_Problem_
Copy all the records exactly; the complete set is the expected result.

──────── Task material ────────

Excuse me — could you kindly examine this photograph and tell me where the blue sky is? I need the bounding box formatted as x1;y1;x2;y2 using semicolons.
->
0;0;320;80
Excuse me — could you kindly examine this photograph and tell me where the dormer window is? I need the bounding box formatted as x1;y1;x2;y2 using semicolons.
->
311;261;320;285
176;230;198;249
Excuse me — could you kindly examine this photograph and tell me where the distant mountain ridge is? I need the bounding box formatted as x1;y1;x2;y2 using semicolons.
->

────────

_Output of the exercise_
Excuse me — could you kindly examine this photograph and tell me where the blue sky is? I need the bounding box formatted as x1;y1;x2;y2 using semicolons.
->
0;0;320;80
Excuse me — could you kindly examine this photograph and tell me where the dormer window is? I need the bounding box formatted as x1;y1;x2;y2 using semicolons.
->
311;261;320;285
176;230;198;249
Excuse me — could you kindly examine this photograph and tell me where the distant mountain ridge is? I need the bounding box formatted as x1;y1;x2;y2 using semicolons.
->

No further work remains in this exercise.